**What you are asked to do**: In how many lines of the listing below does the word "pointer" occur? Say only the number.

------------------------------------------------------------------------

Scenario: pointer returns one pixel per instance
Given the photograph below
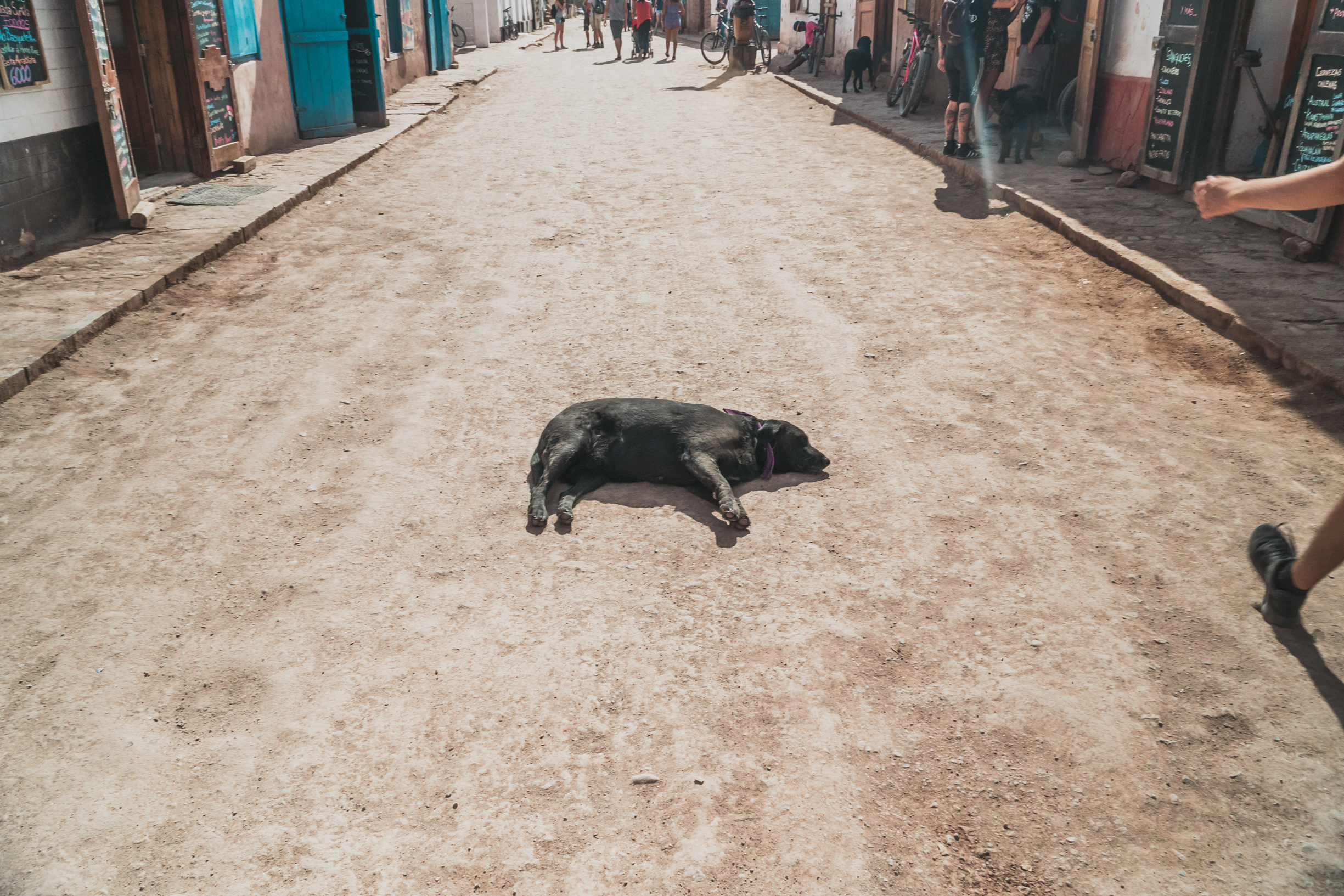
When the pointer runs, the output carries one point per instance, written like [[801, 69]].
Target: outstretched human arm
[[1316, 188]]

------------------------------------------------------------------------

**Answer space**: 2